• What you have to do: Copy word for word everything from the line containing "Where can you see the white house" down to the end of the listing.

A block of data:
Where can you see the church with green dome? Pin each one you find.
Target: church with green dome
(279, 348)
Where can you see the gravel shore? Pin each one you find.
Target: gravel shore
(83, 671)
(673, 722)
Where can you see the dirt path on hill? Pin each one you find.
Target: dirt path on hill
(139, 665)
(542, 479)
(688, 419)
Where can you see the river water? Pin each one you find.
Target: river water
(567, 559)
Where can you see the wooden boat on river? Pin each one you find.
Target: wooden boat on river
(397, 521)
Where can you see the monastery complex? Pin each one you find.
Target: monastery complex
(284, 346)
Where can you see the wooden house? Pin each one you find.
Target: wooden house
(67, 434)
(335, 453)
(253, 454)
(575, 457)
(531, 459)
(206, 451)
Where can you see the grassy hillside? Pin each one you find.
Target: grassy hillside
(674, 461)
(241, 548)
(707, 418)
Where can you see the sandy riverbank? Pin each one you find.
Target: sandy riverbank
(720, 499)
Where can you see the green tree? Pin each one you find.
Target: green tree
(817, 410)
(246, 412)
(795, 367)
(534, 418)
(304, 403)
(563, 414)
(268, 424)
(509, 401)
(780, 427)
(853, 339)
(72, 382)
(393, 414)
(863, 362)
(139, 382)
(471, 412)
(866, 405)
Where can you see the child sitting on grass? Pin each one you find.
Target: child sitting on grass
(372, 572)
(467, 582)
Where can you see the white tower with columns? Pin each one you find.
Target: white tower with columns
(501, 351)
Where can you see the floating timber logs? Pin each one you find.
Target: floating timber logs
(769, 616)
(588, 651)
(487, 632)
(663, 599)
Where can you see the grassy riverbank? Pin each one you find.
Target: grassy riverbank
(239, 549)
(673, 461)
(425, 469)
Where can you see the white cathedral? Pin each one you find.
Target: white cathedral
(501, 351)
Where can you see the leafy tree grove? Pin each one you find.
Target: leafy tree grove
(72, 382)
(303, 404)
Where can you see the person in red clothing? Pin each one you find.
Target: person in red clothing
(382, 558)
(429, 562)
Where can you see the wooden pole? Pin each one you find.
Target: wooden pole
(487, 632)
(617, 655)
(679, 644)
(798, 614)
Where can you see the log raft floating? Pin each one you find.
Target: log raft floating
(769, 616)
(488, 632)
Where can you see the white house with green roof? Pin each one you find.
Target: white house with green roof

• Correct response:
Where can you see the white house with green roof? Pin each one you find.
Target: white house with green roof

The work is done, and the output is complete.